Short task
Put every line of the items below into a JSON list of strings, with one string per line and blank lines omitted. Leave the pictures out of the answer.

───── Provided material

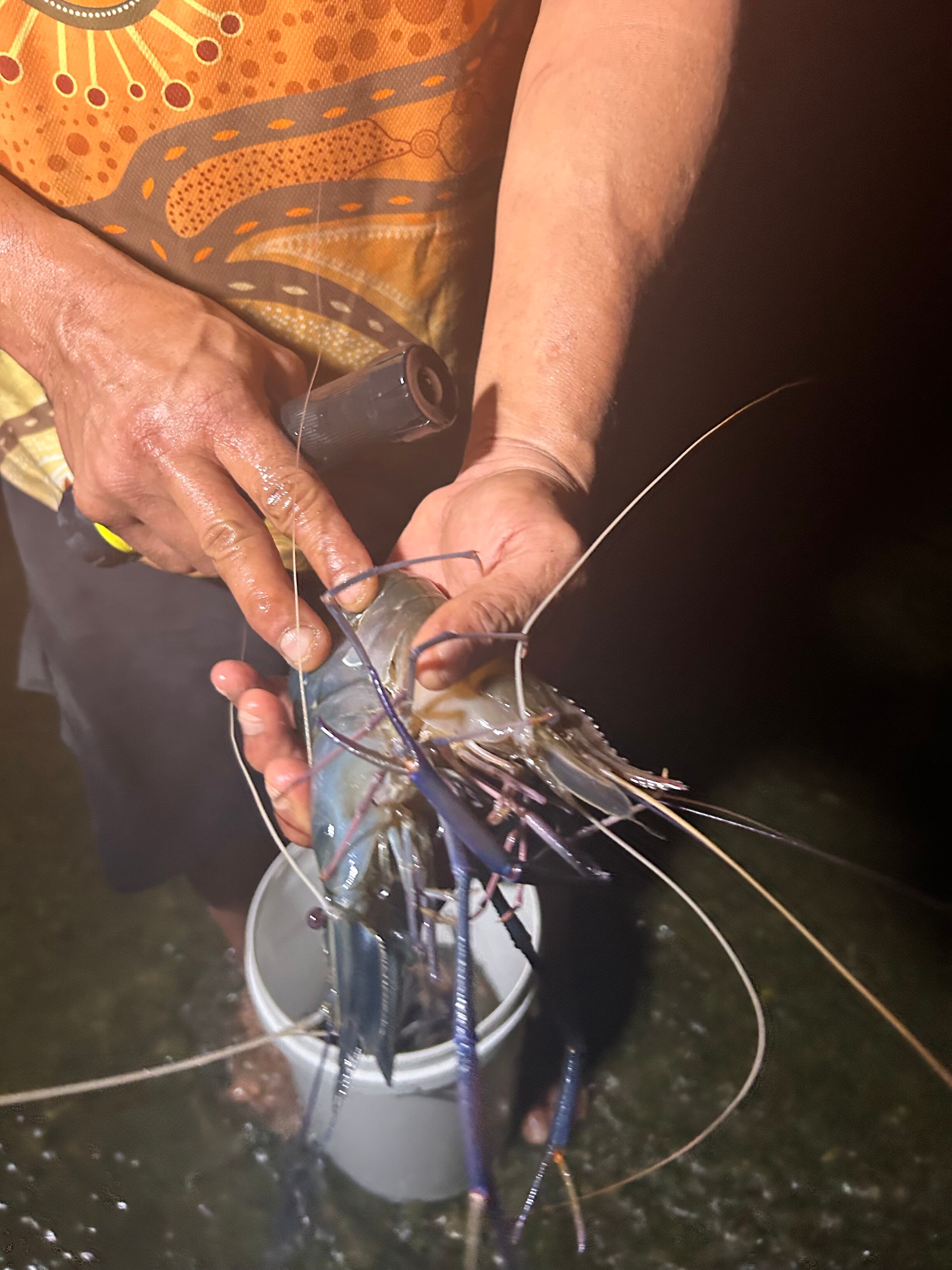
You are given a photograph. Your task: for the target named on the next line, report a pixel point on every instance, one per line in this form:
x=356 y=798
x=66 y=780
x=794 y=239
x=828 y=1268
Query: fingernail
x=250 y=724
x=280 y=787
x=535 y=1128
x=298 y=644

──────────

Result
[
  "You are given a photograph. Your task: for the target named on the next line, report a pixel point on every instance, one per line in this form:",
  "x=356 y=798",
  "x=66 y=780",
  "x=794 y=239",
  "x=828 y=1268",
  "Query: fingernail",
  "x=250 y=724",
  "x=280 y=787",
  "x=535 y=1128",
  "x=298 y=644"
]